Referring expression data
Content starts
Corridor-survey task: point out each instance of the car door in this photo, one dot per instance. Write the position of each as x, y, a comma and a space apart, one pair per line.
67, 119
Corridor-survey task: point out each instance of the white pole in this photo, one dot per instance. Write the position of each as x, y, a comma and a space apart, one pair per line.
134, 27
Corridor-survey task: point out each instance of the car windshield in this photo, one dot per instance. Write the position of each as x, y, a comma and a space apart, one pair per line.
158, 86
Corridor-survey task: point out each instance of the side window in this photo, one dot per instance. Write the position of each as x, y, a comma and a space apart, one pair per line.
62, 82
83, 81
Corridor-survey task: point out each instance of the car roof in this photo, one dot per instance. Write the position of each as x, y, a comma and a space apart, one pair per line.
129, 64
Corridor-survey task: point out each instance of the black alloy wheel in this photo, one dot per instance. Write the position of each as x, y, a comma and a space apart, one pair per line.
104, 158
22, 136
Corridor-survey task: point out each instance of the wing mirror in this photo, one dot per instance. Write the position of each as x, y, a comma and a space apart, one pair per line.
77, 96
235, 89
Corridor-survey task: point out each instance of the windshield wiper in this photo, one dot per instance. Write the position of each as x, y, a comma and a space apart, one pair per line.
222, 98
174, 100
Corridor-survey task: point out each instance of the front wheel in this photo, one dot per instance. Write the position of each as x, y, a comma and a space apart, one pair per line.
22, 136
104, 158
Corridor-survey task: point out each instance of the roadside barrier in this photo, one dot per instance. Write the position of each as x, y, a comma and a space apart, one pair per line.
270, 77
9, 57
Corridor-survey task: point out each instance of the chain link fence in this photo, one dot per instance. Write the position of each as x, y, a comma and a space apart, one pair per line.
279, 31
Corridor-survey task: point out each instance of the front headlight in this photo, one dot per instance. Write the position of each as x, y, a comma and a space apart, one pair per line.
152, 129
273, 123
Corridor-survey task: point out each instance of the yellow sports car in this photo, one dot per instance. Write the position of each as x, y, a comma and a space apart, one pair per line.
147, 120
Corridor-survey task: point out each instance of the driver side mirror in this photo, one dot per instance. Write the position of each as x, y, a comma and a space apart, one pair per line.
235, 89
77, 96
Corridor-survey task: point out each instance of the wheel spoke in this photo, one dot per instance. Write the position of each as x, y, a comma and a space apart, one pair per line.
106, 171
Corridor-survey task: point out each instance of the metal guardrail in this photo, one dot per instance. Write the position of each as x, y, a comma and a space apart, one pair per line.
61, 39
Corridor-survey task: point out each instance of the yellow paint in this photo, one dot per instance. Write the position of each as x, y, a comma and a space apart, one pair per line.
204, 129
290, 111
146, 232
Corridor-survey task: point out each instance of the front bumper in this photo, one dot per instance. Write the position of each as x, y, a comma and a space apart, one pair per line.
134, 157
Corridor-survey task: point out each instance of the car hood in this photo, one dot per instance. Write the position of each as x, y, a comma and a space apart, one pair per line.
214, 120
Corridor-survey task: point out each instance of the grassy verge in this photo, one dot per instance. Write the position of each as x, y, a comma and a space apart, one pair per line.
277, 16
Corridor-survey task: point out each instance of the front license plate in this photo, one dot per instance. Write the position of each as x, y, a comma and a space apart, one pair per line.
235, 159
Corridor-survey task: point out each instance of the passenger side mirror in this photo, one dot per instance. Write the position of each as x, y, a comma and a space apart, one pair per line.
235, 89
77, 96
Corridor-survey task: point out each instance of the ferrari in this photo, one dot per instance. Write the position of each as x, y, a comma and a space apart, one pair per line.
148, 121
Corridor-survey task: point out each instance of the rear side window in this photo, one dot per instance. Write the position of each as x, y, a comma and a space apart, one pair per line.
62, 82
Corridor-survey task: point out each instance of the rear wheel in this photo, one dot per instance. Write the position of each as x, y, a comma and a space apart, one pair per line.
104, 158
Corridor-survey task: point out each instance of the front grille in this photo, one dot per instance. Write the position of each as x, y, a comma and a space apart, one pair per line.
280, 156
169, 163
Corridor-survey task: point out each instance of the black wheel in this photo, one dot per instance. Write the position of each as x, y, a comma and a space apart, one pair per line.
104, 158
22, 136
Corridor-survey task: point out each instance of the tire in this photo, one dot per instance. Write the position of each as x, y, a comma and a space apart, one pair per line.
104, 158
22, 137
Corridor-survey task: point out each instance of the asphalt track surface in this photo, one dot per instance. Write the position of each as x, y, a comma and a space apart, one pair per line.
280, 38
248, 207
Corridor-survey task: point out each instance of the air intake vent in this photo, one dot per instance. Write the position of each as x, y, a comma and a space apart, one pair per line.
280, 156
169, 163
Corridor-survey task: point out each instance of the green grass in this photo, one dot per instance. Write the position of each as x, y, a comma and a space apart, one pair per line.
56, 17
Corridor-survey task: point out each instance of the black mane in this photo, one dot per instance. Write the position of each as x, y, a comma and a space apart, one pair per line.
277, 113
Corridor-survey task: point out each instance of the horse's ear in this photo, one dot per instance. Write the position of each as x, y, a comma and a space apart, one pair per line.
Content ends
### Exercise
Using the records above, copy exactly the lines from the one containing "Corridor-survey task: point out each instance of the tire" through the last, inclusive, and nothing else.

### Solution
Corridor-survey task: point out each instance of the tire in this photo, one dot per instance. Write the position of each as x, y, a comma and a space apart, one pair per line.
104, 158
22, 137
Corridor-survey task: point out each instance of the asphalt track surface in this photo, one dot per instance. Write the position of each as x, y, a comma and a space apart, one pair per line.
280, 38
248, 207
Corridor-survey task: point out each instance of the air intake vent in this photo, one dot per instance. Write the position of each as x, y, a comma and a space apart, one pair per line.
280, 156
169, 163
Corridor-survey task: point out each instance of the green grass in this photo, one dot per instance. Write the position of each as x, y, a comma and a space apart, one pair per line.
56, 17
Corridor-survey task: point out each instance of the black mane in this photo, one dot per instance. Write the position of each as x, y, a comma and a space apart, one pair per line.
277, 113
Corridor-survey task: point out each instance of the horse's ear in this photo, one dot per instance. Write the position of each as x, y, a comma and a space apart, one pair per line.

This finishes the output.